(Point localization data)
+---+
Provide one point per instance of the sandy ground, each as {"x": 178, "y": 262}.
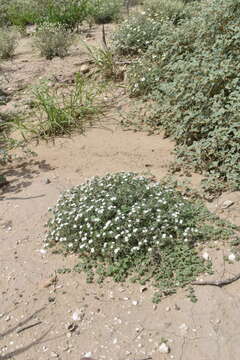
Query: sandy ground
{"x": 115, "y": 321}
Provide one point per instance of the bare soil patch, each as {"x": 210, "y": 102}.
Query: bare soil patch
{"x": 114, "y": 321}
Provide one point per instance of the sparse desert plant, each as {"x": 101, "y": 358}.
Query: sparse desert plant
{"x": 173, "y": 10}
{"x": 65, "y": 111}
{"x": 106, "y": 11}
{"x": 135, "y": 35}
{"x": 53, "y": 40}
{"x": 8, "y": 43}
{"x": 193, "y": 75}
{"x": 124, "y": 224}
{"x": 22, "y": 12}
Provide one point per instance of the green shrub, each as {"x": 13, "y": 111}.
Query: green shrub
{"x": 135, "y": 35}
{"x": 61, "y": 111}
{"x": 124, "y": 224}
{"x": 8, "y": 43}
{"x": 194, "y": 78}
{"x": 53, "y": 40}
{"x": 68, "y": 13}
{"x": 106, "y": 11}
{"x": 22, "y": 12}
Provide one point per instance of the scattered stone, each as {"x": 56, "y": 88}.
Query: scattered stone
{"x": 232, "y": 257}
{"x": 71, "y": 327}
{"x": 164, "y": 348}
{"x": 51, "y": 281}
{"x": 43, "y": 251}
{"x": 51, "y": 299}
{"x": 226, "y": 204}
{"x": 87, "y": 355}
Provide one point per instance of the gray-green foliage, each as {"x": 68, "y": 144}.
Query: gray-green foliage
{"x": 124, "y": 224}
{"x": 8, "y": 43}
{"x": 194, "y": 78}
{"x": 106, "y": 11}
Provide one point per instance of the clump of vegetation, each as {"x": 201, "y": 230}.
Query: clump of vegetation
{"x": 8, "y": 43}
{"x": 106, "y": 11}
{"x": 123, "y": 224}
{"x": 193, "y": 76}
{"x": 67, "y": 13}
{"x": 135, "y": 35}
{"x": 53, "y": 40}
{"x": 173, "y": 10}
{"x": 64, "y": 111}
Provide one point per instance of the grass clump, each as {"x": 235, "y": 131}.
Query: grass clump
{"x": 53, "y": 40}
{"x": 135, "y": 35}
{"x": 193, "y": 75}
{"x": 64, "y": 111}
{"x": 123, "y": 224}
{"x": 8, "y": 43}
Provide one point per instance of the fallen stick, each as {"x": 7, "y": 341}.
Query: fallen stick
{"x": 219, "y": 283}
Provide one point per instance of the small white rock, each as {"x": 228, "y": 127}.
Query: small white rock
{"x": 205, "y": 255}
{"x": 231, "y": 257}
{"x": 88, "y": 354}
{"x": 164, "y": 349}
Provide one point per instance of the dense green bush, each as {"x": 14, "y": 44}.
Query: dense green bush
{"x": 173, "y": 10}
{"x": 68, "y": 13}
{"x": 135, "y": 35}
{"x": 125, "y": 224}
{"x": 194, "y": 77}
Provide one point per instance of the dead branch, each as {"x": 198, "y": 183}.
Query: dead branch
{"x": 218, "y": 283}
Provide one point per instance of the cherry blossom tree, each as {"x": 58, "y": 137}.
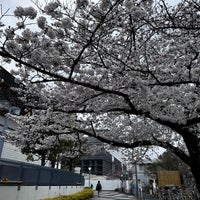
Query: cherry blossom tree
{"x": 128, "y": 69}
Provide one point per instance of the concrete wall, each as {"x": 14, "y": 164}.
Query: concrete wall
{"x": 106, "y": 184}
{"x": 33, "y": 193}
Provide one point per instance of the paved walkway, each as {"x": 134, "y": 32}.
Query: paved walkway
{"x": 112, "y": 195}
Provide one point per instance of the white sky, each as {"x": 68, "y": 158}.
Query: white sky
{"x": 10, "y": 5}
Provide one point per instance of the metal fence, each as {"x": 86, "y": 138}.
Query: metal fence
{"x": 30, "y": 174}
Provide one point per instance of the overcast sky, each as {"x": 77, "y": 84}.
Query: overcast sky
{"x": 10, "y": 5}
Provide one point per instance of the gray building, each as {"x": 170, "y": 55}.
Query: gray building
{"x": 102, "y": 162}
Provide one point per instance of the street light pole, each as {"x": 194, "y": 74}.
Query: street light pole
{"x": 15, "y": 111}
{"x": 89, "y": 168}
{"x": 136, "y": 180}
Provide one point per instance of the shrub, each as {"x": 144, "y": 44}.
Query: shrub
{"x": 84, "y": 194}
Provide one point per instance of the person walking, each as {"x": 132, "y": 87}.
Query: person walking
{"x": 98, "y": 188}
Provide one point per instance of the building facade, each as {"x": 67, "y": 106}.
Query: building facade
{"x": 102, "y": 163}
{"x": 9, "y": 104}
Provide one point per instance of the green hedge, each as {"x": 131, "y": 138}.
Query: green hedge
{"x": 84, "y": 194}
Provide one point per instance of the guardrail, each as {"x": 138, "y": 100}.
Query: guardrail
{"x": 20, "y": 173}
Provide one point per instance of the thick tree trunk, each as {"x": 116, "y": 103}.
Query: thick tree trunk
{"x": 195, "y": 169}
{"x": 192, "y": 142}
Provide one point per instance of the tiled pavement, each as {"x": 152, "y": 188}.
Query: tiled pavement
{"x": 112, "y": 195}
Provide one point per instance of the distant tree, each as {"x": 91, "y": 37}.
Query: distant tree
{"x": 130, "y": 67}
{"x": 45, "y": 139}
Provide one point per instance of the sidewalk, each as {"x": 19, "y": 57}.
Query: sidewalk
{"x": 112, "y": 195}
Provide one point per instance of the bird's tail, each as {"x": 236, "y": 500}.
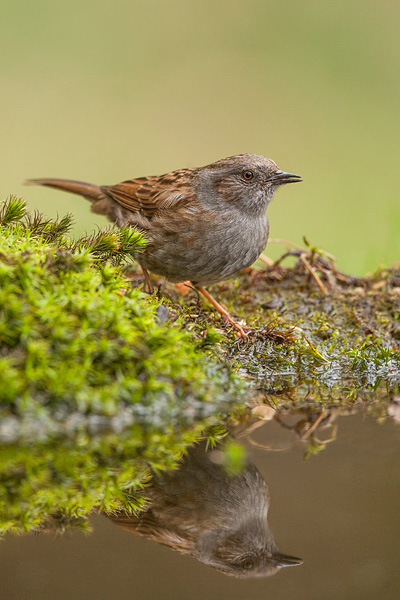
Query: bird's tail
{"x": 90, "y": 191}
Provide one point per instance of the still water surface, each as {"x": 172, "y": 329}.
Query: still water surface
{"x": 338, "y": 511}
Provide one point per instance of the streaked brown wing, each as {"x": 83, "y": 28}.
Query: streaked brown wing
{"x": 149, "y": 195}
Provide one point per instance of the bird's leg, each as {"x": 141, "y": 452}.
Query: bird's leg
{"x": 148, "y": 286}
{"x": 225, "y": 315}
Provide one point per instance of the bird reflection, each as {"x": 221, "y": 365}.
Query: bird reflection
{"x": 218, "y": 518}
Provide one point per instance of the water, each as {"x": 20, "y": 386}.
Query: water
{"x": 337, "y": 510}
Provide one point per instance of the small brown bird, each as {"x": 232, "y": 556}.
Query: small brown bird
{"x": 202, "y": 511}
{"x": 203, "y": 225}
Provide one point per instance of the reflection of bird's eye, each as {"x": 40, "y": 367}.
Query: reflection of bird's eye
{"x": 248, "y": 564}
{"x": 247, "y": 175}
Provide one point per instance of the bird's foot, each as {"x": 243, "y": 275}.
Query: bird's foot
{"x": 241, "y": 329}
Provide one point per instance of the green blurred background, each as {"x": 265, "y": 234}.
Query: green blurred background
{"x": 104, "y": 91}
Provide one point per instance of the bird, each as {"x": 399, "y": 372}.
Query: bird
{"x": 203, "y": 225}
{"x": 219, "y": 518}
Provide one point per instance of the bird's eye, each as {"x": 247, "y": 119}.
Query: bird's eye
{"x": 248, "y": 564}
{"x": 247, "y": 175}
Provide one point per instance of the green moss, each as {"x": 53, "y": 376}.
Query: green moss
{"x": 95, "y": 393}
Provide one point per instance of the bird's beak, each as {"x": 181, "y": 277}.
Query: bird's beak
{"x": 282, "y": 560}
{"x": 280, "y": 177}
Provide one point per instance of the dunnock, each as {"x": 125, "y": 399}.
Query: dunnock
{"x": 203, "y": 225}
{"x": 220, "y": 519}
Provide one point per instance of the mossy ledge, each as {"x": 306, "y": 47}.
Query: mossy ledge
{"x": 102, "y": 385}
{"x": 95, "y": 392}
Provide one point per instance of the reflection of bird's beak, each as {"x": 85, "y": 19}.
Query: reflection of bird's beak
{"x": 280, "y": 177}
{"x": 282, "y": 560}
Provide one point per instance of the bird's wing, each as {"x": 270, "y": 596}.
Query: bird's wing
{"x": 150, "y": 195}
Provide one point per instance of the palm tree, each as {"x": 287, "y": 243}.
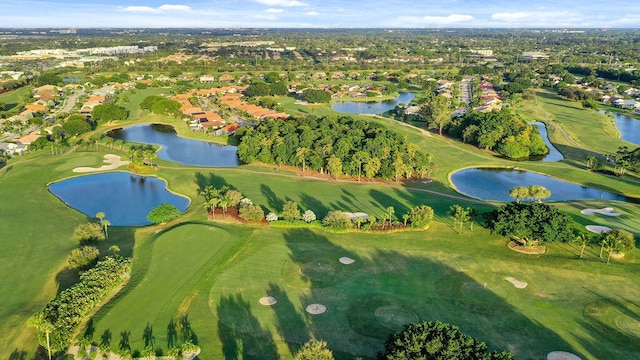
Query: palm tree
{"x": 472, "y": 214}
{"x": 105, "y": 226}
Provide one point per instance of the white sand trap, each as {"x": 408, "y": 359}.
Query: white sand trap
{"x": 268, "y": 300}
{"x": 598, "y": 229}
{"x": 562, "y": 355}
{"x": 604, "y": 211}
{"x": 353, "y": 216}
{"x": 346, "y": 260}
{"x": 316, "y": 309}
{"x": 112, "y": 161}
{"x": 517, "y": 283}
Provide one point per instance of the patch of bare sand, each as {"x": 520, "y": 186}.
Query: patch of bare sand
{"x": 112, "y": 162}
{"x": 316, "y": 309}
{"x": 517, "y": 283}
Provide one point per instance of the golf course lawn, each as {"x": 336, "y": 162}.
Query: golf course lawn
{"x": 210, "y": 276}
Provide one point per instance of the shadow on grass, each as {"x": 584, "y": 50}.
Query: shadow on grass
{"x": 376, "y": 296}
{"x": 240, "y": 332}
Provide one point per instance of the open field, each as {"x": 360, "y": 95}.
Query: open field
{"x": 214, "y": 274}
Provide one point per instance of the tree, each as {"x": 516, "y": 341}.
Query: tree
{"x": 436, "y": 112}
{"x": 519, "y": 193}
{"x": 309, "y": 216}
{"x": 539, "y": 192}
{"x": 83, "y": 257}
{"x": 251, "y": 212}
{"x": 420, "y": 216}
{"x": 472, "y": 214}
{"x": 290, "y": 211}
{"x": 163, "y": 213}
{"x": 88, "y": 233}
{"x": 436, "y": 340}
{"x": 334, "y": 166}
{"x": 314, "y": 350}
{"x": 583, "y": 240}
{"x": 459, "y": 215}
{"x": 337, "y": 219}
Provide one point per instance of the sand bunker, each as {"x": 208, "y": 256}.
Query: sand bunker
{"x": 112, "y": 161}
{"x": 268, "y": 300}
{"x": 353, "y": 216}
{"x": 316, "y": 309}
{"x": 604, "y": 211}
{"x": 517, "y": 283}
{"x": 562, "y": 355}
{"x": 346, "y": 260}
{"x": 598, "y": 229}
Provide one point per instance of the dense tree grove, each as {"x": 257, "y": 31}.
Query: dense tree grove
{"x": 501, "y": 131}
{"x": 337, "y": 145}
{"x": 57, "y": 321}
{"x": 537, "y": 222}
{"x": 436, "y": 340}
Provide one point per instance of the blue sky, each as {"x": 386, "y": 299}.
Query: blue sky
{"x": 321, "y": 13}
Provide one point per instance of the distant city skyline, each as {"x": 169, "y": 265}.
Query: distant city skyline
{"x": 321, "y": 14}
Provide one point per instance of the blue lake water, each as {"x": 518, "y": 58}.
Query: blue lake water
{"x": 126, "y": 199}
{"x": 372, "y": 107}
{"x": 494, "y": 184}
{"x": 554, "y": 154}
{"x": 178, "y": 149}
{"x": 629, "y": 127}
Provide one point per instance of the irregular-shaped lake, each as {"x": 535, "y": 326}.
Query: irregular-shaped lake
{"x": 495, "y": 184}
{"x": 372, "y": 107}
{"x": 629, "y": 127}
{"x": 126, "y": 199}
{"x": 178, "y": 149}
{"x": 554, "y": 154}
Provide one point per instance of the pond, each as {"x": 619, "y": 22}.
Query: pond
{"x": 125, "y": 198}
{"x": 178, "y": 149}
{"x": 372, "y": 107}
{"x": 494, "y": 184}
{"x": 629, "y": 127}
{"x": 554, "y": 154}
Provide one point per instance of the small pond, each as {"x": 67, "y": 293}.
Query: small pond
{"x": 629, "y": 127}
{"x": 125, "y": 198}
{"x": 178, "y": 149}
{"x": 554, "y": 154}
{"x": 372, "y": 107}
{"x": 494, "y": 184}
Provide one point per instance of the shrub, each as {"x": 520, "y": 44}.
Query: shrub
{"x": 337, "y": 219}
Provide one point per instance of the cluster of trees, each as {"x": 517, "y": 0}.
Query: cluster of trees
{"x": 612, "y": 241}
{"x": 56, "y": 323}
{"x": 161, "y": 106}
{"x": 534, "y": 192}
{"x": 530, "y": 222}
{"x": 336, "y": 145}
{"x": 437, "y": 340}
{"x": 163, "y": 213}
{"x": 501, "y": 131}
{"x": 316, "y": 96}
{"x": 109, "y": 112}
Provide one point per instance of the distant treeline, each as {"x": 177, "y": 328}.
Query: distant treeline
{"x": 337, "y": 145}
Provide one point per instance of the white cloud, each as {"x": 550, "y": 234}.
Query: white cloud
{"x": 285, "y": 3}
{"x": 265, "y": 17}
{"x": 451, "y": 19}
{"x": 159, "y": 9}
{"x": 539, "y": 17}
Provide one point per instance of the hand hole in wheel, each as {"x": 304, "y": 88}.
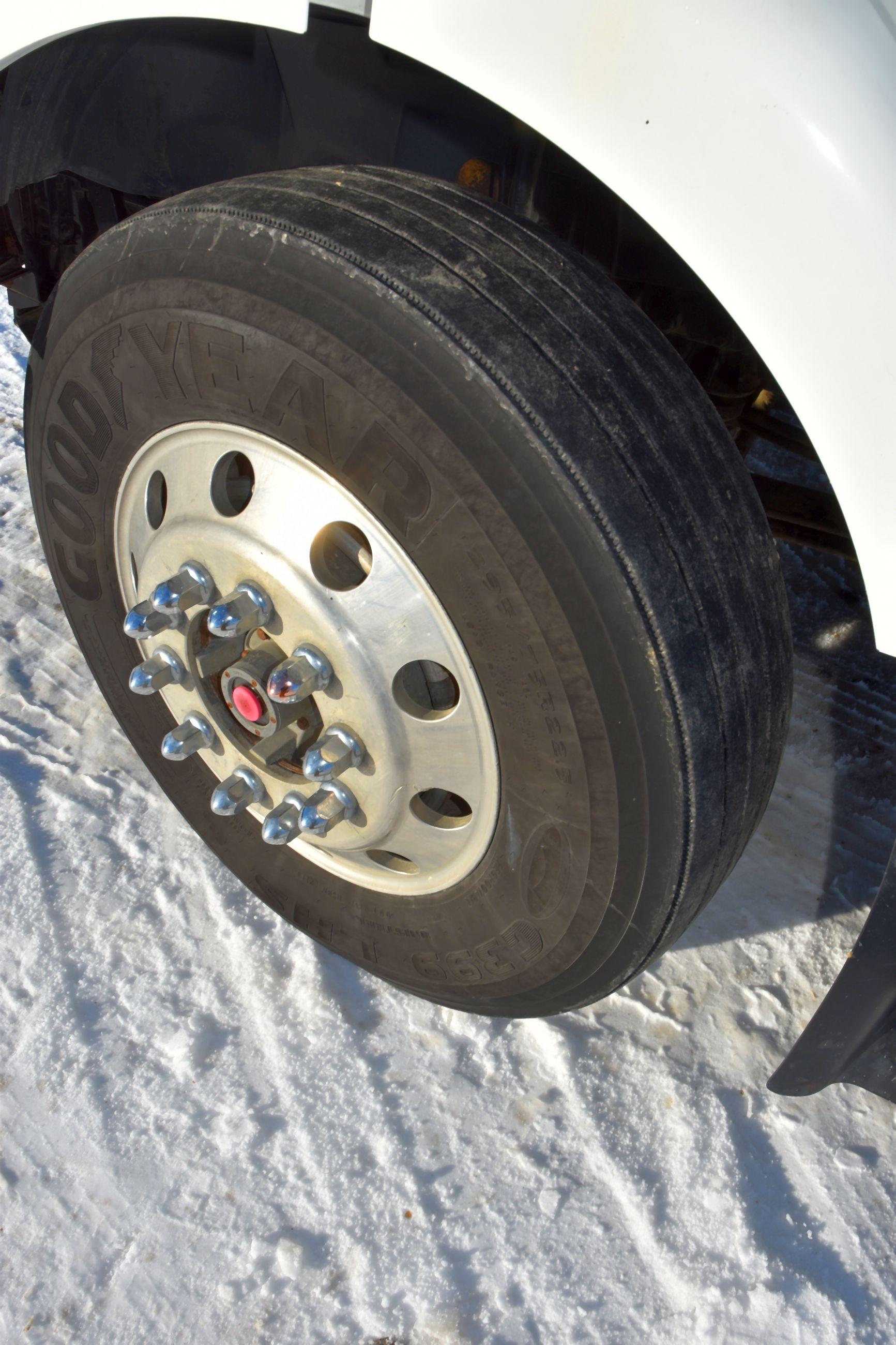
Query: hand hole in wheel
{"x": 342, "y": 557}
{"x": 233, "y": 483}
{"x": 397, "y": 862}
{"x": 156, "y": 499}
{"x": 441, "y": 809}
{"x": 425, "y": 689}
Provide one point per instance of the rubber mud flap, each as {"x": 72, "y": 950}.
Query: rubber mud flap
{"x": 851, "y": 1039}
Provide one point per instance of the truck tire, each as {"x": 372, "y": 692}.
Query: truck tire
{"x": 465, "y": 469}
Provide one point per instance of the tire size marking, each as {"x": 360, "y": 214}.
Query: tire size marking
{"x": 493, "y": 960}
{"x": 72, "y": 474}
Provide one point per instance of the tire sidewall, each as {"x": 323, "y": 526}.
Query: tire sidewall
{"x": 496, "y": 529}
+---+
EXERCISE PROMPT => Would you retype exactly the lines above, from the line with "Query: irregular-shaped lake" to the line with "Provide one point per instance of the small pond, each", with both end lines kept and nothing more?

ANSWER SECTION =>
Query: irregular-shaped lake
{"x": 495, "y": 184}
{"x": 372, "y": 107}
{"x": 629, "y": 127}
{"x": 126, "y": 199}
{"x": 178, "y": 149}
{"x": 554, "y": 154}
Provide one point per instance of the pond, each as {"x": 619, "y": 22}.
Query: pond
{"x": 125, "y": 198}
{"x": 178, "y": 149}
{"x": 372, "y": 107}
{"x": 494, "y": 184}
{"x": 629, "y": 127}
{"x": 554, "y": 154}
Provide one point per instance of the small pond, each as {"x": 67, "y": 293}.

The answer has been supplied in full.